# start of RECORDS SHOWN

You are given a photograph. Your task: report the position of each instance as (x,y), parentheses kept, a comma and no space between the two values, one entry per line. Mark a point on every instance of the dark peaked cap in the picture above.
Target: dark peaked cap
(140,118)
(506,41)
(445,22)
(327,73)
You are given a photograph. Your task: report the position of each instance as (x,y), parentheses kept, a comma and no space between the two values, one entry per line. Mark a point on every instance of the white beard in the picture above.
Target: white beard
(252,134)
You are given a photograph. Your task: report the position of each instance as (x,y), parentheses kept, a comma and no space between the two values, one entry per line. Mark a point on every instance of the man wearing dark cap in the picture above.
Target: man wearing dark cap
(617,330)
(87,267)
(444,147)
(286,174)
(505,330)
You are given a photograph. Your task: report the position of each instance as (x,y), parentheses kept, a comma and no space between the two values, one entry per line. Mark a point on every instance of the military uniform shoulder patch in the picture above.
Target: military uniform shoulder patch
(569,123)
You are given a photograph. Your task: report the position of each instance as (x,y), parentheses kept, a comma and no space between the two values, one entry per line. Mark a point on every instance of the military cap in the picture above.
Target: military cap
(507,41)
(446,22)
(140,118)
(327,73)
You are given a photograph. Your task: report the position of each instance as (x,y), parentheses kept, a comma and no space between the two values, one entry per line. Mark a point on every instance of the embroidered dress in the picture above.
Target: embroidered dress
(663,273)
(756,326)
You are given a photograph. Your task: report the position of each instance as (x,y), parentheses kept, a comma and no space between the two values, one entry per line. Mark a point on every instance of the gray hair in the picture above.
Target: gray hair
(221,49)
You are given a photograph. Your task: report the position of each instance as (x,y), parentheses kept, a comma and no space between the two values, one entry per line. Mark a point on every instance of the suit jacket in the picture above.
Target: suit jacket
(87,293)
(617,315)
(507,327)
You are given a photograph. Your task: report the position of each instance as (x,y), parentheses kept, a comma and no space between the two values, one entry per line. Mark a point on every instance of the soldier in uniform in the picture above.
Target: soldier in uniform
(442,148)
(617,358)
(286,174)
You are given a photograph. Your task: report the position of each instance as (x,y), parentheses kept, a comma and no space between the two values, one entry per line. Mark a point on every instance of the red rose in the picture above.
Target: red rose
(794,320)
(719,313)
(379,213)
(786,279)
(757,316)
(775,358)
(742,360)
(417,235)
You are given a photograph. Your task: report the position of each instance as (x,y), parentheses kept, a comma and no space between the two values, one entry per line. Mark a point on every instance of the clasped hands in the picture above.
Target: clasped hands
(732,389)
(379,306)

# end of RECORDS SHOWN

__YOUR GOAL__.
Copy the material above exactly, from its first line through the line that contains "Target: dark peaked cap", and copy nothing beyond that line.

__ANSWER__.
You are given a photograph. Your task: report the position of each instance as (x,y), parentheses kept, a comma and no space between the two values, one entry per line. Mark a point on every instance of the dark peaked cap in the picture above.
Target: dark peaked cap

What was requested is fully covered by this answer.